The columns are grouped thematically in thirteen chapters, divided into three parts. Part one covers the "expenses" involved in sex, female promiscuity, conflicts between males, and alternative strategies for those who are poor and small. Part two covers sex and cannibalism, sex and violence (male and female), love potions and homosexuality, and monogamy. And part three looks at incest, at hermaphroditism, facultative sex and other variants, and at asexuality and theories for the evolution and persistence of sex.
Each column typically runs to four or five pages, beginning with a question.
Dear Dr Tatiana,
I'm an Australian redback spider, and I'm a failure. I said to my darling, "Take, eat, this is my body," and I vaulted into her jaws. But she spat me out and told me to get lost. Why did she spurn the ultimate sacrifice?Dr Tatiana never answers directly, but looks around first at other species with similar or related problems
"... most guys prefer not to be eaten at all. ... In the scorpion Paruroctonus mesaensis, the male whacks his partner several times before racing off; in the wolf spider Lycosa rabida, the male tosses his lover in the air, leaving her in a crumpled heap as he hurries away.
... In the bristle worm Nereis caudata, something similar goes on but for once it's the man who eats his wife.
... Do other males eat their mates? I have never heard of it. But note: this is not to say males don't eat females. They do. Just not during sex. Platonic cannibalism is a problem for creatures from apes to amoebae. It's depraved out there."and sets the question in a broader context
"... It goes without saying that such a death wish can evolve only in special circumstances. That is, being eaten must mean you leave more offspring than if you are spared. So far, your species is the only one known to meet this criterion. A male redback who gets himself munched fertilizes more eggs than a male who survives. Why? ... it turns out that sex takes longer when she's chewing away on you, which gives you the chance to deliver more sperm and thus fertilize more eggs. So your challenge is to make yourself more appetizing."before finishing with the answer, if there is one.

DATA EXTRACT »
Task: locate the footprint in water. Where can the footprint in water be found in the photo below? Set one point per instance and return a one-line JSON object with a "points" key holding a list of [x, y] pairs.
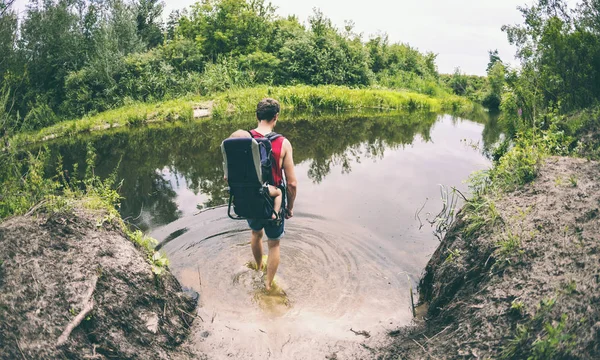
{"points": [[274, 301]]}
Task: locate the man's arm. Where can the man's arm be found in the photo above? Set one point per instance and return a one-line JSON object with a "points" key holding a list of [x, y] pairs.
{"points": [[290, 175]]}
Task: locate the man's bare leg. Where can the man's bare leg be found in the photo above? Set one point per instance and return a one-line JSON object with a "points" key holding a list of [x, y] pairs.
{"points": [[256, 244], [272, 262]]}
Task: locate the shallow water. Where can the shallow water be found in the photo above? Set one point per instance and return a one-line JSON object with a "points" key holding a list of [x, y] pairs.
{"points": [[350, 254]]}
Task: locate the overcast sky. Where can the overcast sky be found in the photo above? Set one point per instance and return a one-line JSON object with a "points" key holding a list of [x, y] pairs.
{"points": [[460, 31]]}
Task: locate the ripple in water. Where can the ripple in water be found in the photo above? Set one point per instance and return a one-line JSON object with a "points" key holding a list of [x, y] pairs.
{"points": [[332, 277]]}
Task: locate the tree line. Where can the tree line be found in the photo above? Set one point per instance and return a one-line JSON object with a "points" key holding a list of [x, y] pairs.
{"points": [[559, 52], [70, 58]]}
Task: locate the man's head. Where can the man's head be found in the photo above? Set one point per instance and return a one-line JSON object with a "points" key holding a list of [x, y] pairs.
{"points": [[267, 110]]}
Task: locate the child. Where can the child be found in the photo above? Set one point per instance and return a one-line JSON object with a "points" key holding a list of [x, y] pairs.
{"points": [[274, 192]]}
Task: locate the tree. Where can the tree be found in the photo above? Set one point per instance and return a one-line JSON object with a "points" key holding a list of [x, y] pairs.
{"points": [[235, 27], [494, 58], [149, 23]]}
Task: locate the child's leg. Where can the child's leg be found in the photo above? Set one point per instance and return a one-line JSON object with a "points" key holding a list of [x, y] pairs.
{"points": [[276, 194]]}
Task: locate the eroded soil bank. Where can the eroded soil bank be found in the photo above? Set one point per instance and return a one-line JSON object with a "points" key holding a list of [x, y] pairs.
{"points": [[526, 287], [53, 267]]}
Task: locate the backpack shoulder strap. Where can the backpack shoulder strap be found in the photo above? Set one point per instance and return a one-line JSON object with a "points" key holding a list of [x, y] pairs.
{"points": [[272, 136]]}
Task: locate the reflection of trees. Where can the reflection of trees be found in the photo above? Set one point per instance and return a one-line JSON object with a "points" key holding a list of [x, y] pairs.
{"points": [[193, 152], [329, 143]]}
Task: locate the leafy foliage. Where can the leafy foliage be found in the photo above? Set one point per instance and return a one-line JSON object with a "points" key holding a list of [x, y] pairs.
{"points": [[67, 59]]}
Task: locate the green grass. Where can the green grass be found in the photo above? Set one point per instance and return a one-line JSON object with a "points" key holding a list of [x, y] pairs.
{"points": [[243, 101], [130, 115], [336, 98]]}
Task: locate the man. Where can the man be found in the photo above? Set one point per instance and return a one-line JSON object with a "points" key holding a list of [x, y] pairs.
{"points": [[267, 114]]}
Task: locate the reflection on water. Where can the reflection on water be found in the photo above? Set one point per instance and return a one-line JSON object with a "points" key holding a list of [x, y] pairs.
{"points": [[351, 250], [169, 172]]}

YOUR ASSIGNMENT »
Reproduce the whole text about Dr Tatiana's advice columns on animal sex, word for word.

SOLUTION FOR THIS EXERCISE »
The columns are grouped thematically in thirteen chapters, divided into three parts. Part one covers the "expenses" involved in sex, female promiscuity, conflicts between males, and alternative strategies for those who are poor and small. Part two covers sex and cannibalism, sex and violence (male and female), love potions and homosexuality, and monogamy. And part three looks at incest, at hermaphroditism, facultative sex and other variants, and at asexuality and theories for the evolution and persistence of sex.
Each column typically runs to four or five pages, beginning with a question.
Dear Dr Tatiana,
I'm an Australian redback spider, and I'm a failure. I said to my darling, "Take, eat, this is my body," and I vaulted into her jaws. But she spat me out and told me to get lost. Why did she spurn the ultimate sacrifice?Dr Tatiana never answers directly, but looks around first at other species with similar or related problems
"... most guys prefer not to be eaten at all. ... In the scorpion Paruroctonus mesaensis, the male whacks his partner several times before racing off; in the wolf spider Lycosa rabida, the male tosses his lover in the air, leaving her in a crumpled heap as he hurries away.
... In the bristle worm Nereis caudata, something similar goes on but for once it's the man who eats his wife.
... Do other males eat their mates? I have never heard of it. But note: this is not to say males don't eat females. They do. Just not during sex. Platonic cannibalism is a problem for creatures from apes to amoebae. It's depraved out there."and sets the question in a broader context
"... It goes without saying that such a death wish can evolve only in special circumstances. That is, being eaten must mean you leave more offspring than if you are spared. So far, your species is the only one known to meet this criterion. A male redback who gets himself munched fertilizes more eggs than a male who survives. Why? ... it turns out that sex takes longer when she's chewing away on you, which gives you the chance to deliver more sperm and thus fertilize more eggs. So your challenge is to make yourself more appetizing."before finishing with the answer, if there is one.